Task objective
Copy the passage from the forum post on Paul McCartney's recording habits, starting with "He went on to" and going on through "out to play.".

Given text
--

OneWorld wrote: Fri Oct 01, 2021 1:32 pm
awjoe wrote: Fri Oct 01, 2021 7:32 amhttps://youtu.be/cNbnef_eXBM

About a minute.

Erm.....what's he saying that's different from what most of us know already anyway?

Just been listening to an interview with Paul McCartney and has been asked about recording these days, with all the technology so freely available, computers etc. Sir Paul says whilst there are great advantages he says you end up with 100's of fragments, but you never get to finishing anything, and even when you return to one of these fragments with the intention of completing the tune, you don't seem able to capture the initial enthusiasm for it.

He went on to say that back in the day, you didn't have the technology and so you had to finish the song, that day.' He gave an example of a recording session whereby you had sort of knocked a tune together, but it wasn't quite there, they, (the Beatles and no doubt other musicians back in the day) were informed the producer was booked to arrive in say 2 hours time and so they had to finish the song. They didn't perceive this as pressure, but simply working to a timetable, turn up, get the job done and then go out to play.

--

Provided information
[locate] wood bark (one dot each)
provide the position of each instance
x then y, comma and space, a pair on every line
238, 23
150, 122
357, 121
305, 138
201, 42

--

Solution for this problem
He went on to say that back in the day, you didn't have the technology and so you had to finish the song, that day.' He gave an example of a recording session whereby you had sort of knocked a tune together, but it wasn't quite there, they, (the Beatles and no doubt other musicians back in the day) were informed the producer was booked to arrive in say 2 hours time and so they had to finish the song. They didn't perceive this as pressure, but simply working to a timetable, turn up, get the job done and then go out to play.